**PAGE EXTRACT:**
______________________________
The book is arranged into three parts. The first 11 chapters are entitled “Roots & Leaves” and these cover Jahren’s path to becoming a scientist from her childhood in an unexpressive Scandinavian family in rural Minnesota, through her college job in a hospital lab, and onto her graduate education. Part II consists of 12 chapters that cover Jahren’s years as a junior faculty member, most of which takes place at (my alma mater and former employer) Georgia Tech. The title of this chapter, “Wood & Knots,” gives one some indication of where the author’s story sits in this part of her life. She experiences both growth and set-backs during her time in Atlanta. The last part, “Flowers & Fruit,” describes the period in which not only her professional life, but also her personal life begins to bear fruit. During these years she moved her lab to Johns Hopkins, got tenure, built a family, and eventually moved to Hawaii to work for the University of Hawaii.

Besides Jahren, the only other major character in the book is her side-kick Bill, who was an undergraduate where she did her doctorate in California. The two met when Jahren was the Teaching Assistant for a course that Bill took, and subsequently he followed her from lab to lab as her research assistant. Bill’s mix of workaholic diligence, nerdiness, dysfunction, and adroit sarcasm made him a sort of soulmate of science. Their strange, platonic relationship is at the heart of the book, and is in part what keeps the reader wondering and turning pages. Her dog, her husband, and her child are all secondary characters by comparison (perhaps not in her life but in the science-centric story she is telling) though her son becomes a central player near the book’s end. The other people are cameos by grad students and other faculty members.
______________________________
**STUDY QUESTIONS:**
(a) According to the book review, where did most of Jahren's years as a junior faculty member take place?
(b) Summarize the book review in two sentences.
(c) In the book review, swap "soulmate" for "kindred spirit" and give the passage starting at "Besides Jahren, the" and ending at "other faculty members.".
The records have nothing to do with anything asked here.

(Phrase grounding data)
______________________________
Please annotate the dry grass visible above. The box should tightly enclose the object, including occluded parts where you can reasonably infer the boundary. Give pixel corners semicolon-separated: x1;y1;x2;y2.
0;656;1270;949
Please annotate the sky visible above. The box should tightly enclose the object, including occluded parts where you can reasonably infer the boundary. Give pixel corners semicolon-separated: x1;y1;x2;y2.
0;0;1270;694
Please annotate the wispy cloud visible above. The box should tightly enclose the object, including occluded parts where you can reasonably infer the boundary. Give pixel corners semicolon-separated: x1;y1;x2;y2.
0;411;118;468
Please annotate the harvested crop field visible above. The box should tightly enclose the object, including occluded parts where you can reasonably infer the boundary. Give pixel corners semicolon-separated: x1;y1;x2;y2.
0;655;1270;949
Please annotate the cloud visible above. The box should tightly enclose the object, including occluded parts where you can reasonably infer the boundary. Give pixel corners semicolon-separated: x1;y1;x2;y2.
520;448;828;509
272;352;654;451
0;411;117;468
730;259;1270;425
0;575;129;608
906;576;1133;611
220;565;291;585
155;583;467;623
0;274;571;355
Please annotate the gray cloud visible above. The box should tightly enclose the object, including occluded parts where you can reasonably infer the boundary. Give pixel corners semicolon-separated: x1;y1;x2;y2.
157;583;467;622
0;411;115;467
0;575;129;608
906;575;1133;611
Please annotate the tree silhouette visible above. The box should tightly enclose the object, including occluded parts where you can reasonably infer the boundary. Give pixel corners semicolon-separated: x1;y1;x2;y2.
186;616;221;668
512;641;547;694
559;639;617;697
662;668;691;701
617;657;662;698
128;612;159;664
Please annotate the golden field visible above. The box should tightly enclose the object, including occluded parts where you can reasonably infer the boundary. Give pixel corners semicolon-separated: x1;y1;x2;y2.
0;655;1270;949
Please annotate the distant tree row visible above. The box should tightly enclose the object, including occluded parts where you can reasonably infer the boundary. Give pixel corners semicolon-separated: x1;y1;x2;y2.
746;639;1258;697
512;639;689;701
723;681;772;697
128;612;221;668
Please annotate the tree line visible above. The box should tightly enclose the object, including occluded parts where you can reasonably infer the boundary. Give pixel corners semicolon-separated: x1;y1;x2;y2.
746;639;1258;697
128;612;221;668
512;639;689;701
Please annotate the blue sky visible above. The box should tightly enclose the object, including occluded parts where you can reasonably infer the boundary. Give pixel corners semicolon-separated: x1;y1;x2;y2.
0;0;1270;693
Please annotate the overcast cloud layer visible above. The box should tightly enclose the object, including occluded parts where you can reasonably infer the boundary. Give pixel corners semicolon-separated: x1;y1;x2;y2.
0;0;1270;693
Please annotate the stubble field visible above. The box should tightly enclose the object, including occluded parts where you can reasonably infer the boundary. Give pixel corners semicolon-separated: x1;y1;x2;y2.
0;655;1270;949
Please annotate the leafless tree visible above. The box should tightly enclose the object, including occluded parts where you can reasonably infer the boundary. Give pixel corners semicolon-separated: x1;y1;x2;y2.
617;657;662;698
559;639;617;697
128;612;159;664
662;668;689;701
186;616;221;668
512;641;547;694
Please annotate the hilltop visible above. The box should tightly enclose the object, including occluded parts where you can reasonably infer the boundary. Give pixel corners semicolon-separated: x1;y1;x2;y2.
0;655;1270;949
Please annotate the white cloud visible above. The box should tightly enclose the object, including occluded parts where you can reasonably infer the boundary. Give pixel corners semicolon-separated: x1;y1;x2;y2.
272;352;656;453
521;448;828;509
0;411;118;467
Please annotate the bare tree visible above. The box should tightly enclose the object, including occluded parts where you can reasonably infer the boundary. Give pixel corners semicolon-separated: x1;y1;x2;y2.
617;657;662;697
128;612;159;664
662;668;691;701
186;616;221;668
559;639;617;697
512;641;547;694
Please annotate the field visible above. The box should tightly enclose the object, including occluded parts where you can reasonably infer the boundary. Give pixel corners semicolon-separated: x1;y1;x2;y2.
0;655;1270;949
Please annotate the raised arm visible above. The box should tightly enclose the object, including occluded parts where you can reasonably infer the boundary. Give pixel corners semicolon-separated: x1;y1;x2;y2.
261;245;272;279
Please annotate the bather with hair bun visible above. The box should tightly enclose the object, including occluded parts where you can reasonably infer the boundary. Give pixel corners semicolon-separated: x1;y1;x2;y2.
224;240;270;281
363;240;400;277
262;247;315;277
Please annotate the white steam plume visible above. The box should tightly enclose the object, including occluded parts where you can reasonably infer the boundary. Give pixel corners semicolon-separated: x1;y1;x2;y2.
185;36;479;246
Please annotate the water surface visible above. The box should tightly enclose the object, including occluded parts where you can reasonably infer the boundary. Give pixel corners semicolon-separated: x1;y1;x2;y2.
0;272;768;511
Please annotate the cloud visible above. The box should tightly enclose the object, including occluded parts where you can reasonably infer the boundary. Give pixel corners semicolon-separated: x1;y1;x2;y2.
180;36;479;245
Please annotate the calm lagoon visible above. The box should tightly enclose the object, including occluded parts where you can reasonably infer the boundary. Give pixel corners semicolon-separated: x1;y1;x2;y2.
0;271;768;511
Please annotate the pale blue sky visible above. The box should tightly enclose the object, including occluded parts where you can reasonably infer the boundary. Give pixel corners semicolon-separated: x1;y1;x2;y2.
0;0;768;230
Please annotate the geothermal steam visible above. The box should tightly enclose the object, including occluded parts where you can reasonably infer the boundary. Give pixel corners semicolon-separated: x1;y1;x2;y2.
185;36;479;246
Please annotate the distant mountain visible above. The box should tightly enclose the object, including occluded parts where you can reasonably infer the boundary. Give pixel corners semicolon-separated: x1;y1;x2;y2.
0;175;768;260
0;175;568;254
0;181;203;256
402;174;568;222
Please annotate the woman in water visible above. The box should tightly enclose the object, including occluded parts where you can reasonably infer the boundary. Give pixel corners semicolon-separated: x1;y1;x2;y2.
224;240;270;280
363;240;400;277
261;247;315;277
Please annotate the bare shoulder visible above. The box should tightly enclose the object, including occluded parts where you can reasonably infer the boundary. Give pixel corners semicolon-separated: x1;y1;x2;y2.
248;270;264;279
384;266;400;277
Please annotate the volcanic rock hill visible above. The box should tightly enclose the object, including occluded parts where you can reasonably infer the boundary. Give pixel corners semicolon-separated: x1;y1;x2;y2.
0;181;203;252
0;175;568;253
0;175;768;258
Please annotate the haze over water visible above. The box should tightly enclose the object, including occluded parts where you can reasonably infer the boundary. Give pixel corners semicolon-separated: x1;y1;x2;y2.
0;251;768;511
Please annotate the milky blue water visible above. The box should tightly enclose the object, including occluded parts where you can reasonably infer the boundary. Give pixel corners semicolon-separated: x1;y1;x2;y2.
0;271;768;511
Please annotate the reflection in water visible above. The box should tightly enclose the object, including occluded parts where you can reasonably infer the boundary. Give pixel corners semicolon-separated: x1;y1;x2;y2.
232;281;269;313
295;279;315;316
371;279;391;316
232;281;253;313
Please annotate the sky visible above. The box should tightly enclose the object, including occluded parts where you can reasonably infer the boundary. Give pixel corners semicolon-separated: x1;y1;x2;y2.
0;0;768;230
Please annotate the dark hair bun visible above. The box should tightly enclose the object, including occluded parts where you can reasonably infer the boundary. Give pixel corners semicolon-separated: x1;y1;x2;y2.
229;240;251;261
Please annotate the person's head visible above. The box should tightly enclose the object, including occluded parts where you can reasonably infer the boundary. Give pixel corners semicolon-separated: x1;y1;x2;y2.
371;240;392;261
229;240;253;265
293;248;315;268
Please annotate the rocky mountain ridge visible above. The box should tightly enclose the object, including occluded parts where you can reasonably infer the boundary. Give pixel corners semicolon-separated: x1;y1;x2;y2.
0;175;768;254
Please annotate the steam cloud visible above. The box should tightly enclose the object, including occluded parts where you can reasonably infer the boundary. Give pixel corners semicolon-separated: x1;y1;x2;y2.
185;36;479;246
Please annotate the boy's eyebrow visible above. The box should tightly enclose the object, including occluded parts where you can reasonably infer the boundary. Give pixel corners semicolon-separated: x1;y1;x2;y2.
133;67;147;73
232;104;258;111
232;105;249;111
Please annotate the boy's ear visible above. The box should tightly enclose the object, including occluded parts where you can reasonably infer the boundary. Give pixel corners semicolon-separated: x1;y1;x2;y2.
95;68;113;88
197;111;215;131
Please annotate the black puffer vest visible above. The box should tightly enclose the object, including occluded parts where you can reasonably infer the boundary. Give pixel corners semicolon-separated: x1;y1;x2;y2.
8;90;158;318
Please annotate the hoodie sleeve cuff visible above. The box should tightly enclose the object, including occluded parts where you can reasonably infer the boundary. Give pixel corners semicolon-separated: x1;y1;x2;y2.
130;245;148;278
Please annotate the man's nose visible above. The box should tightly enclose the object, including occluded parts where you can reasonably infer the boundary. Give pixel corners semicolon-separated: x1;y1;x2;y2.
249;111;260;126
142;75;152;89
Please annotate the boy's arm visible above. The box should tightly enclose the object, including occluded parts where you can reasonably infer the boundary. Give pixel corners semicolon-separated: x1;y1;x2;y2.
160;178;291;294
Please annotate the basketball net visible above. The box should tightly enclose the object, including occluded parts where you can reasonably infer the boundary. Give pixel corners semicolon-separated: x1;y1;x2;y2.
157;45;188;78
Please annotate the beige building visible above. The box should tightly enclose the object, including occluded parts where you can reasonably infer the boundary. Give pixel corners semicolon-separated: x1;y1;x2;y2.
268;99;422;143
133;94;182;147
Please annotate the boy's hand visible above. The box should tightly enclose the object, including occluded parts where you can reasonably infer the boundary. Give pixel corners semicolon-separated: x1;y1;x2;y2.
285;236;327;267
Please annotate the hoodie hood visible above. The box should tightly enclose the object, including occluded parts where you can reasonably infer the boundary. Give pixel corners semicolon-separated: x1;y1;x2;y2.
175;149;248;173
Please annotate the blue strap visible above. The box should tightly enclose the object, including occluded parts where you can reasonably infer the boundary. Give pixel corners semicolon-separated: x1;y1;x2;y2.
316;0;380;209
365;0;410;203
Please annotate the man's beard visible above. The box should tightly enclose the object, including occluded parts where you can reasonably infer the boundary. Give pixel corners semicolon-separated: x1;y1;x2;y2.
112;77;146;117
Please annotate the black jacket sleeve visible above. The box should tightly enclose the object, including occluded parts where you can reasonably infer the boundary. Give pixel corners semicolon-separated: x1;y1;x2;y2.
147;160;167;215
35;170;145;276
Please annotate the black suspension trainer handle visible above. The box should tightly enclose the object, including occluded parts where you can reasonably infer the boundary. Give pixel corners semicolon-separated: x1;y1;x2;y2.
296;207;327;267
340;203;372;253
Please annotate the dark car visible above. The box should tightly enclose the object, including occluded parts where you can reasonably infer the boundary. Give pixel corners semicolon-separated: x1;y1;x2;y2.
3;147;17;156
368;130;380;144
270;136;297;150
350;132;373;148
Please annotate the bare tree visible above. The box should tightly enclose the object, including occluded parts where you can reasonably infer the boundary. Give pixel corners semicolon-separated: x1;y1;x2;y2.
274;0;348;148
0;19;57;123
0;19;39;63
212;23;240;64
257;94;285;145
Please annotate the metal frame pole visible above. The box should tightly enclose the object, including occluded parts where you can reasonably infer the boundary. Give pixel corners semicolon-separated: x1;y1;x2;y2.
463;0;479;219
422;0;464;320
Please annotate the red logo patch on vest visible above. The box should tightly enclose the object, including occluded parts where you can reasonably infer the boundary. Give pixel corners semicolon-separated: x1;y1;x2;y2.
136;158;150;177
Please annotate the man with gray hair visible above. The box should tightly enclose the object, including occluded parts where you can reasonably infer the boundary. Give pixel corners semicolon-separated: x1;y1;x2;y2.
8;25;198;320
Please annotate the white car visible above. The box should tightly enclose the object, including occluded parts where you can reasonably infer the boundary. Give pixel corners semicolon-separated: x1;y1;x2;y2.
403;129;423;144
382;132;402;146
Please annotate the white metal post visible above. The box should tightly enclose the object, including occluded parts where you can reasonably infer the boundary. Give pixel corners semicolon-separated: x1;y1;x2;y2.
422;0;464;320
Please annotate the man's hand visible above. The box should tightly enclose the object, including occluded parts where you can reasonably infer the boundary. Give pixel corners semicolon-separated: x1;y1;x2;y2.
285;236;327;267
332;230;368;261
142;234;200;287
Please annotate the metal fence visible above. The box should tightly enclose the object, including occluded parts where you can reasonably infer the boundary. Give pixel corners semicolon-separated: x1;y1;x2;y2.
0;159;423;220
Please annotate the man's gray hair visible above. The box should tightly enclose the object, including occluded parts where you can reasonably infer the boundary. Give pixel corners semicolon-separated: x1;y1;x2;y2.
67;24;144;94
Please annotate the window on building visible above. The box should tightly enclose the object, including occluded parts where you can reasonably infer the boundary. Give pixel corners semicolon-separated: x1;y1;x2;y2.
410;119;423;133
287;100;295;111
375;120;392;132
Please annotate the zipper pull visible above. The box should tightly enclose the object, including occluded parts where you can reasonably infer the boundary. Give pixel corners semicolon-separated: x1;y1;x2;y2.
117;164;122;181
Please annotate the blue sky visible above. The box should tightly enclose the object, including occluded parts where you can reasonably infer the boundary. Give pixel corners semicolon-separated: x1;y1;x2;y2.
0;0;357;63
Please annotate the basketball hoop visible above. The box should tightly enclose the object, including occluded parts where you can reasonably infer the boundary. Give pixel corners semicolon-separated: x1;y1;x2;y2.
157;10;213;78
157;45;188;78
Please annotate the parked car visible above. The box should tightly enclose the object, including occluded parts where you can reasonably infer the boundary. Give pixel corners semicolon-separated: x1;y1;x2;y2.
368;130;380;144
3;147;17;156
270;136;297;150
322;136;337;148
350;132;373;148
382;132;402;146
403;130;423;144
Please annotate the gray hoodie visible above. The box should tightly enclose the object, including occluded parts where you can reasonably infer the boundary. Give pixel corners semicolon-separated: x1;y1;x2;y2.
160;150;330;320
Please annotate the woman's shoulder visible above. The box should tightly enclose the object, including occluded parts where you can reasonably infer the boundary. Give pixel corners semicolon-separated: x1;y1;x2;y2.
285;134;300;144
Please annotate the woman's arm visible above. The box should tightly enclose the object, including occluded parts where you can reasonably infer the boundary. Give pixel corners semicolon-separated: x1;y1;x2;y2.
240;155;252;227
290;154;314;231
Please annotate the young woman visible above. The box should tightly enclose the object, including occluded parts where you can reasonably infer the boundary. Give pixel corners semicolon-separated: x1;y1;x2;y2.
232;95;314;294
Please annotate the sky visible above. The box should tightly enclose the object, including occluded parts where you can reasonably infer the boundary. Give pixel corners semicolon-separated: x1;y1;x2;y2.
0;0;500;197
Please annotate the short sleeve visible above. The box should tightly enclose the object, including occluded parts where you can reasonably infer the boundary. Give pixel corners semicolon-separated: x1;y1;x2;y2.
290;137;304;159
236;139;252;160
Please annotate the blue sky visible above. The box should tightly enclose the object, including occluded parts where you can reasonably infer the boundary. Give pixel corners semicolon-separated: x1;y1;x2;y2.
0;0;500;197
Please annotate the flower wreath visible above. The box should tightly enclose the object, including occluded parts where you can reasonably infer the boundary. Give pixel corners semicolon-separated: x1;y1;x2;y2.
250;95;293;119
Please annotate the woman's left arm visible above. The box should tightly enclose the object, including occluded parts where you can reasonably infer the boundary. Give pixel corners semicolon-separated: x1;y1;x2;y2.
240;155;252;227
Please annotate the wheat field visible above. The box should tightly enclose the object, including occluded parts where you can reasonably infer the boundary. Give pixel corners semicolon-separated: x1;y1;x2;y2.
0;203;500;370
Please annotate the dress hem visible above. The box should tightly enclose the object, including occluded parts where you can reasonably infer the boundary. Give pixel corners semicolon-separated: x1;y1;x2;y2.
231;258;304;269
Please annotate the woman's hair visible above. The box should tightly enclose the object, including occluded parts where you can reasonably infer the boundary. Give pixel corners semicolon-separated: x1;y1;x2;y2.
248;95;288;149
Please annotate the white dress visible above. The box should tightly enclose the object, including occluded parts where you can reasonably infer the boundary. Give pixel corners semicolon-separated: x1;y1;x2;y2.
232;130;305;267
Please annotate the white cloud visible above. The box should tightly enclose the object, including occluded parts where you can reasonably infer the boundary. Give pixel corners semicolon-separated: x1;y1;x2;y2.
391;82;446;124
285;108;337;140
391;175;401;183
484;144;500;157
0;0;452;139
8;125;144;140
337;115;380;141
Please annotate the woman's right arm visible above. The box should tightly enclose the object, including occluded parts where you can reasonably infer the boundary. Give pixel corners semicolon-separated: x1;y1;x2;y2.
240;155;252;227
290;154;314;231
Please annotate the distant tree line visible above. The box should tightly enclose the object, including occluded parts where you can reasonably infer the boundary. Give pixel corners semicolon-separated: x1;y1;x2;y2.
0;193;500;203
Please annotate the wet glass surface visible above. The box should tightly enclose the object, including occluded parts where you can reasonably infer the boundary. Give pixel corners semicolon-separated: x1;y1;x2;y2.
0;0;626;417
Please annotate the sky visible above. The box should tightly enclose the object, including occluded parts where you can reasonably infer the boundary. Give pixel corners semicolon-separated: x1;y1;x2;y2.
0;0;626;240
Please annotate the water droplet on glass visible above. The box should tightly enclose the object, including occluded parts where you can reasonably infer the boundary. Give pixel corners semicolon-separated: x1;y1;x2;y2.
______________________________
**ANSWERS BY TASK:**
(a) Georgia Tech.

(b) The book is arranged into three parts, following Jahren from a childhood in rural Minnesota through graduate school, then her junior faculty years mostly at Georgia Tech, and finally a period when her professional and personal life bear fruit as she moves her lab to Johns Hopkins, gets tenure, builds a family and moves to the University of Hawaii. Besides Jahren, the only other major character is her research assistant Bill, and their strange, platonic relationship is at the heart of the book.

(c)
Besides Jahren, the only other major character in the book is her side-kick Bill, who was an undergraduate where she did her doctorate in California. The two met when Jahren was the Teaching Assistant for a course that Bill took, and subsequently he followed her from lab to lab as her research assistant. Bill’s mix of workaholic diligence, nerdiness, dysfunction, and adroit sarcasm made him a sort of kindred spirit of science. Their strange, platonic relationship is at the heart of the book, and is in part what keeps the reader wondering and turning pages. Her dog, her husband, and her child are all secondary characters by comparison (perhaps not in her life but in the science-centric story she is telling) though her son becomes a central player near the book’s end. The other people are cameos by grad students and other faculty members.